WRITTEN PROBLEM => Substitute "derby hat" for "bowler hat" in the lines running from the start of the records through the line that contains "Please answer as", both included. Give back only those lines, with nothing else changed.

Records excerpted from a collection:
* * * * *

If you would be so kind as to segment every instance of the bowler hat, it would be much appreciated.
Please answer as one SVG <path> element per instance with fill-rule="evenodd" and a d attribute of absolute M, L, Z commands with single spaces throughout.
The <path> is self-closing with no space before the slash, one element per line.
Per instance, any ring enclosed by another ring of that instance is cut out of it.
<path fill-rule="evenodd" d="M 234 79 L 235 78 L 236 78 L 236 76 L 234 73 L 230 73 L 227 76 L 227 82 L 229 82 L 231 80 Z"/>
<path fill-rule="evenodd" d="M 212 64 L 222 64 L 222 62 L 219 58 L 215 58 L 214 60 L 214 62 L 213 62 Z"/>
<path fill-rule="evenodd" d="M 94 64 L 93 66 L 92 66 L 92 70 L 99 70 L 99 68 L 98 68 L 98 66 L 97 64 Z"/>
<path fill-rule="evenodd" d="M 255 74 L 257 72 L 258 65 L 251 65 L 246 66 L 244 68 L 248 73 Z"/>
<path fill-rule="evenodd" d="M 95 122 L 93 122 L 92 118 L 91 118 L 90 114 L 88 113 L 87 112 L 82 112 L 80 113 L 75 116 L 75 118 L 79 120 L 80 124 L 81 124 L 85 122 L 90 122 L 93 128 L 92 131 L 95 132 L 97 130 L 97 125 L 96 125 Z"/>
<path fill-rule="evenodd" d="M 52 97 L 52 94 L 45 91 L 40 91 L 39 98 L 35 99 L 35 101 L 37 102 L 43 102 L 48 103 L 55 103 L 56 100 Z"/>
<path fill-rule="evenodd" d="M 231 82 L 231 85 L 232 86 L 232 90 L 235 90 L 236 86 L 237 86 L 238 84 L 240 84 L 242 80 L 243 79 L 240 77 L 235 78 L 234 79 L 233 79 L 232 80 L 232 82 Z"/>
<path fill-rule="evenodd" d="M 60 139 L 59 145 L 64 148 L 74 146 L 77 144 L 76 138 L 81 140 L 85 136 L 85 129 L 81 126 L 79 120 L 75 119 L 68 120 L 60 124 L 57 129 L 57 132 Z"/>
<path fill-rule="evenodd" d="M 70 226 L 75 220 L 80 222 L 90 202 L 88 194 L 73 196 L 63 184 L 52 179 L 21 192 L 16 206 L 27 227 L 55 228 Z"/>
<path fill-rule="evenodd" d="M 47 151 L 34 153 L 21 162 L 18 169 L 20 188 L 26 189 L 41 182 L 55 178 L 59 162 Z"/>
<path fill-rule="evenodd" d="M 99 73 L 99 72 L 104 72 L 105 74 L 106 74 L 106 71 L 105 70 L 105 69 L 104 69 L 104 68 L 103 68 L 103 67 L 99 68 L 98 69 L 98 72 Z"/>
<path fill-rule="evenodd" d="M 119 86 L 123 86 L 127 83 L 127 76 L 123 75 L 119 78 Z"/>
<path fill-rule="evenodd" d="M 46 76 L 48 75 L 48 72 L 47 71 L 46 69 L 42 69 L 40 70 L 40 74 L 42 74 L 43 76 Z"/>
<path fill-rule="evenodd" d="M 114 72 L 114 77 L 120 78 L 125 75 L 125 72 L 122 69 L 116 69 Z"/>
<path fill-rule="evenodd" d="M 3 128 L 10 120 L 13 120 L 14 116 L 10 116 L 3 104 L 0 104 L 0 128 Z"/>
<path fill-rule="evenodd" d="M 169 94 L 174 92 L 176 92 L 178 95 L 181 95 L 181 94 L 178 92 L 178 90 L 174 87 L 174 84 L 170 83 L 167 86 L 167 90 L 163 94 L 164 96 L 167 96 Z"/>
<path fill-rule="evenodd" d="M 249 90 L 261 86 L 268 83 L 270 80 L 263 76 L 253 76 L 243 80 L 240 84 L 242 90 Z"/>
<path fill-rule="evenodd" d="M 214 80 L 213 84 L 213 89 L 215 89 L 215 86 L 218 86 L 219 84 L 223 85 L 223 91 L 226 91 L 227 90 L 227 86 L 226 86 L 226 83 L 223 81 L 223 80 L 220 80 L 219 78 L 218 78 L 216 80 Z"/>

* * * * *

ANSWER FOR THIS EXERCISE =>
If you would be so kind as to segment every instance of the derby hat, it would be much appreciated.
Please answer as one SVG <path> element per instance with fill-rule="evenodd" and a d attribute of absolute M, L, Z commands with single spaces throughout.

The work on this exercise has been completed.